— Problem requirements —
Please count how many lines in the items below contain the word "tree". Reply with the number alone.

— Entries shown —

———

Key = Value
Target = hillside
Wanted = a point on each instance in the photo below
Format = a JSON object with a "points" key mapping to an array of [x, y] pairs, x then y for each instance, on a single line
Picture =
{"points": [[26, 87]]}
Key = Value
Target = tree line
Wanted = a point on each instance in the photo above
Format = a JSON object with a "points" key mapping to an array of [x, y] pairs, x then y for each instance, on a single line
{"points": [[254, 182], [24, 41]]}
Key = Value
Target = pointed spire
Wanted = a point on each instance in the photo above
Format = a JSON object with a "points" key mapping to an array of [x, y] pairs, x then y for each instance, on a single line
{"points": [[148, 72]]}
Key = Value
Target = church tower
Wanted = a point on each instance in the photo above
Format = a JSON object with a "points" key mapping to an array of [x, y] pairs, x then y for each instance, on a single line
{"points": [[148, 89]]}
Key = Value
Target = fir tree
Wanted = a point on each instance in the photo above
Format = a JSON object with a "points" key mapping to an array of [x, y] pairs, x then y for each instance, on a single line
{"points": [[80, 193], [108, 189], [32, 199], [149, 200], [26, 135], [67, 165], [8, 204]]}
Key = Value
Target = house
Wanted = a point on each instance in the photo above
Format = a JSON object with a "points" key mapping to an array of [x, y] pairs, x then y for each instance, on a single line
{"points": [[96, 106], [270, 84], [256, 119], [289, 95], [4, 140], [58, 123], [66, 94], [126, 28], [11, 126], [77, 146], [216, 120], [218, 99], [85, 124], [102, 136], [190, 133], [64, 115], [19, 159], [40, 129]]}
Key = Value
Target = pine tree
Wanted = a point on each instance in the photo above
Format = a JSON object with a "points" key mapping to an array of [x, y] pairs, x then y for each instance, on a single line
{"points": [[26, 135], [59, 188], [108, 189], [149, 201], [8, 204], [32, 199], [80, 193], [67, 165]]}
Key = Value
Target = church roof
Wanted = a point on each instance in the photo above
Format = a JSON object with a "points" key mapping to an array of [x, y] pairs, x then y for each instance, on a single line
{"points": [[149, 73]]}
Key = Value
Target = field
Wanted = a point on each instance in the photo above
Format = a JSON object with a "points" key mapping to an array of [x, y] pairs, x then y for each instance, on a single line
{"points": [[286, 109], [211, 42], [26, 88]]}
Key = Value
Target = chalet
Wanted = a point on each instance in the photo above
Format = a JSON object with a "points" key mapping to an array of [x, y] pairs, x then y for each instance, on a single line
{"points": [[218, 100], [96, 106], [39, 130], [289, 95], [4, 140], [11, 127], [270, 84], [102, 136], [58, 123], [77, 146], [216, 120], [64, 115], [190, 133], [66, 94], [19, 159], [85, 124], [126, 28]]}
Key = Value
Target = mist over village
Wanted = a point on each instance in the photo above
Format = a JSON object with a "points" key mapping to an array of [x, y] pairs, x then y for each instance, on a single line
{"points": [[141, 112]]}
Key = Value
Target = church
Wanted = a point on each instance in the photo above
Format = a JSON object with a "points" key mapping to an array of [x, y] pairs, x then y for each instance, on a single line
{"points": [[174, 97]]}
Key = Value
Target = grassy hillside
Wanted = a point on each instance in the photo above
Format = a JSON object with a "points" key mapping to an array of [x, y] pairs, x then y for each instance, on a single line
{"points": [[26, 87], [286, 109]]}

———

— Result below —
3